>>>>>

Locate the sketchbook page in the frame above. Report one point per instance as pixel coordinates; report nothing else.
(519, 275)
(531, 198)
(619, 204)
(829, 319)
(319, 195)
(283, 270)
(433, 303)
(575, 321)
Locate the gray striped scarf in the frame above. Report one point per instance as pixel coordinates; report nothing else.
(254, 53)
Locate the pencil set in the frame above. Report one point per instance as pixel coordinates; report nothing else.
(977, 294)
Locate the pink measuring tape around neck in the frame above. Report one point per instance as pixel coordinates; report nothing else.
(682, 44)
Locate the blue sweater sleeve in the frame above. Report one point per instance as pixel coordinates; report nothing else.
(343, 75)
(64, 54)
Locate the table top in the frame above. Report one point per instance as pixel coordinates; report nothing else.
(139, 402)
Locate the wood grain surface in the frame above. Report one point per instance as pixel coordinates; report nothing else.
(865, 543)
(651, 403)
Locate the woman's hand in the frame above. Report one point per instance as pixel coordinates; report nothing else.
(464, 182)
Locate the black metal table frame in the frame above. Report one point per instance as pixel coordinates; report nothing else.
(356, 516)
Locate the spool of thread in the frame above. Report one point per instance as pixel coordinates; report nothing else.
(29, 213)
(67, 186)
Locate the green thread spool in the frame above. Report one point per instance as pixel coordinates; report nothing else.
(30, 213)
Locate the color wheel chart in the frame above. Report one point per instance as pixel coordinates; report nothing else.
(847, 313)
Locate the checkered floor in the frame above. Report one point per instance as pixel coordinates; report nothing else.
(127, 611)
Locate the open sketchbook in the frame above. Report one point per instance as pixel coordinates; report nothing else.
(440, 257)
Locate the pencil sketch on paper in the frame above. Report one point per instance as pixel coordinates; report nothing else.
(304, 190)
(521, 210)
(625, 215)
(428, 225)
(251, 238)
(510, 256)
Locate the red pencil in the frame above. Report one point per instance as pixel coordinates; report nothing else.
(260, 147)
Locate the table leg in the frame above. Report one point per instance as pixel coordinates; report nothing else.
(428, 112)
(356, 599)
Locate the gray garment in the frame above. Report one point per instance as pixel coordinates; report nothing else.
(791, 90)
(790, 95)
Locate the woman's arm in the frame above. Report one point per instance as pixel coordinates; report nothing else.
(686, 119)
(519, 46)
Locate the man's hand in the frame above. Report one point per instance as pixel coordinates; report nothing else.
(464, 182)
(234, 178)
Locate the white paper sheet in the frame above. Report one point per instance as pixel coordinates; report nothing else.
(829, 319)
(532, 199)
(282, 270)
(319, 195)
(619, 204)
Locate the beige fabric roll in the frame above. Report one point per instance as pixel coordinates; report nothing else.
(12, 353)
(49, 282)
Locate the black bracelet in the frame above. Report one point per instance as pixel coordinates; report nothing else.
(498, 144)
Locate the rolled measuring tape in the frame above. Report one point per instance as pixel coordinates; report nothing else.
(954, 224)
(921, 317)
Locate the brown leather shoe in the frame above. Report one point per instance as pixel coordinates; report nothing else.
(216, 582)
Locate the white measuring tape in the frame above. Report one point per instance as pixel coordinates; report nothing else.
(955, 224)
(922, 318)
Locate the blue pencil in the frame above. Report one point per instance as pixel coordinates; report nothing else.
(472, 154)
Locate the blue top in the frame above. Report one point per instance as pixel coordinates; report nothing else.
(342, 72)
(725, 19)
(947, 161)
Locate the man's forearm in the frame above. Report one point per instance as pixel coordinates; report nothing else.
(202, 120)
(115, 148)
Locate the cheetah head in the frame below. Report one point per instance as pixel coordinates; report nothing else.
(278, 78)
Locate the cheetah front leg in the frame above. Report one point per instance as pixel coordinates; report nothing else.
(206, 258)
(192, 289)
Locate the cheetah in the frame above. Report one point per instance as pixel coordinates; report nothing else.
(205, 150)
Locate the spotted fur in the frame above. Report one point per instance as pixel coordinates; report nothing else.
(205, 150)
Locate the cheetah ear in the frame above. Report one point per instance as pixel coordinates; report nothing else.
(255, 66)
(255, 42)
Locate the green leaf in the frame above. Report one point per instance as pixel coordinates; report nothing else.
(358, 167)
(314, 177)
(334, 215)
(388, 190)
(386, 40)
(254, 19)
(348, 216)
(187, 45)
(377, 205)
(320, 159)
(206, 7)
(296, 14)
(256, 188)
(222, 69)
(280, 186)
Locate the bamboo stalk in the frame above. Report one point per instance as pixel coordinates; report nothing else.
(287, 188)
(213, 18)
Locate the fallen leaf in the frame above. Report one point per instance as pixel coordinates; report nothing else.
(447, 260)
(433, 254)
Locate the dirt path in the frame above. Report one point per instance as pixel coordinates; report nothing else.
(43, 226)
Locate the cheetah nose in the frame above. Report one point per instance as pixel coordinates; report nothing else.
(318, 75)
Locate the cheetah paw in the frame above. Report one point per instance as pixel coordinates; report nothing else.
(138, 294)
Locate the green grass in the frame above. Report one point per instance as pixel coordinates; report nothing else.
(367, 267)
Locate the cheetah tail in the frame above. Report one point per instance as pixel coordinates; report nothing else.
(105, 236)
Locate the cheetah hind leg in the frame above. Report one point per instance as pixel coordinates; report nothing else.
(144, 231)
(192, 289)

<<<<<

▶ [Exercise prompt]
Rewrite all of the records above as a numbered list, leaving out any blank lines.

▶ [Solution]
1. Locate the sketchbook page in the frame above. Report one point per instance as pixel coordinates; report nothing else.
2. (519, 275)
3. (531, 198)
4. (619, 204)
5. (829, 319)
6. (319, 195)
7. (283, 270)
8. (433, 303)
9. (575, 321)
10. Locate the gray striped scarf in the frame above. Report one point per instance as pixel coordinates; report nothing else.
11. (254, 53)
12. Locate the pencil set in the frame above. Report one point per instance as pixel coordinates; report nothing else.
13. (977, 294)
14. Locate the pink measuring tape around neck in the frame above. Report one point per instance as pixel coordinates; report nothing else.
15. (682, 44)
16. Locate the blue sweater sleeve in the frame above. Report one point per instance as pixel coordinates; report nothing else.
17. (343, 75)
18. (64, 54)
19. Locate the table top in the frame above. Report one point per instance as pixel coordinates; report nothing else.
20. (139, 402)
21. Locate the wood grain surface in the frame above. Report one point per instance as pixel coordinates; report nothing else.
22. (865, 543)
23. (651, 403)
24. Locate the woman's hand in the frame above. Report one point per instance as pixel coordinates; report nothing else.
25. (464, 182)
26. Locate the black metal table frame in the frame above. Report one point per instance as pixel coordinates; report nothing else.
27. (356, 516)
28. Locate the spool of thread in the frame above. Report one point per instance as pixel coordinates; report nothing else.
29. (29, 213)
30. (67, 186)
31. Locate the green thread spool in the frame above. Report one point per instance as pixel coordinates; report nothing else.
32. (30, 213)
33. Locate the color wheel chart in the frame above. Report one point per instance as pixel coordinates; report nothing else.
34. (847, 313)
35. Locate the checkered floor in the frame above. Report one point per instance as pixel coordinates; report nothing else.
36. (127, 611)
37. Locate the open sketchbook in the frame above. Report one point per instance as pixel coordinates; report nothing else.
38. (440, 257)
39. Locate the pencil sketch on paper in the frame above. Report one point per instance as pixel coordinates; report nothing else.
40. (304, 190)
41. (521, 210)
42. (625, 215)
43. (428, 225)
44. (251, 238)
45. (510, 256)
46. Locate the red pencil in the frame above. Report one point per instance as pixel coordinates; report nothing else.
47. (260, 147)
48. Locate the table leg in the frame above. Report one point per instance as pixel coordinates; report nothing else.
49. (428, 112)
50. (356, 599)
51. Locate the gray garment in the frame above. Report one point per instance as pixel coordinates; report nothing else.
52. (791, 90)
53. (790, 95)
54. Locate the woman's arm in the frame above. Report one point per instance as pixel coordinates; report nothing else.
55. (686, 119)
56. (519, 46)
57. Locate the man's hand in the frame above. Report one point per instance as pixel coordinates; report nothing else.
58. (464, 182)
59. (234, 178)
60. Locate the white paper sheet in the frame above. Report one point per instance as pixel coordinates; report nothing else.
61. (829, 319)
62. (532, 199)
63. (282, 270)
64. (319, 195)
65. (619, 204)
66. Locate the beige fabric roll in the frame above. Report one point per instance as pixel coordinates; report nothing else.
67. (12, 353)
68. (49, 282)
69. Locate the black bracelet in the frame above. Report one point per instance as pixel coordinates; report nothing else.
70. (498, 144)
71. Locate the rolled measuring tape in the frame above. Report one point per instance as pixel coordinates; report nothing else.
72. (954, 224)
73. (921, 317)
74. Locate the brown leather shoe in the frame above. Report one point per instance as pixel coordinates; report nothing else.
75. (216, 582)
76. Locate the white measuring tape in the frame above. Report one point per instance as pixel coordinates; report nothing else.
77. (955, 224)
78. (922, 318)
79. Locate the blue pencil in the frame above. Report one point per instance as pixel coordinates; report nothing else.
80. (472, 154)
81. Locate the blue top in the frame above. Report one point per instance as pixel coordinates; report nothing else.
82. (342, 72)
83. (725, 19)
84. (947, 161)
85. Locate the man's forearm in the frame above. Report one point per instance as pixel coordinates; report nothing else.
86. (202, 120)
87. (115, 148)
88. Locate the cheetah head in the frame below. Report one point per instance as pixel coordinates; report nothing else.
89. (278, 78)
90. Locate the cheetah front leg in the frame above. Report one point per instance as pixel coordinates; report nothing else.
91. (206, 258)
92. (192, 289)
93. Locate the cheetah in the frame above. Report one point per instance as pixel coordinates; report nothing else.
94. (205, 150)
95. Locate the spotted fur in the frame above. Report one point per instance as pixel coordinates; report nothing else.
96. (205, 150)
97. Locate the cheetah ear in the frame above. Report one point per instance as pixel coordinates; report nothing else.
98. (255, 66)
99. (255, 42)
100. Locate the green leaf in the frame above. Report one point per instance as pixel coordinates; report nothing else.
101. (358, 167)
102. (314, 177)
103. (334, 215)
104. (388, 190)
105. (386, 40)
106. (254, 19)
107. (348, 216)
108. (187, 45)
109. (377, 205)
110. (320, 159)
111. (206, 7)
112. (296, 14)
113. (256, 188)
114. (222, 69)
115. (280, 186)
116. Locate the bamboo stalk in the frame above. Report one point per instance as pixel coordinates; report nothing else.
117. (287, 188)
118. (213, 18)
119. Locate the fallen leaf in the frame above. Report one point per instance as pixel coordinates; report nothing else.
120. (447, 260)
121. (433, 254)
122. Locate the dirt path in the frame above. Report one point per instance as pixel coordinates; report nothing else.
123. (43, 226)
124. Locate the cheetah nose in the frame above. Report one point per instance as pixel coordinates; report nothing else.
125. (318, 75)
126. Locate the cheetah paw in the frame above. Report one point per instance as pixel coordinates; report nothing else.
127. (138, 294)
128. Locate the green grass in the frame above. Report one point per instance as pixel coordinates; report nothing else.
129. (367, 267)
130. Locate the cheetah tail in the frame above. Report one point per instance as pixel coordinates; report nothing else.
131. (105, 236)
132. Locate the cheetah hind leg in the frame above. Report one point per instance as pixel coordinates; report nothing else.
133. (144, 231)
134. (192, 289)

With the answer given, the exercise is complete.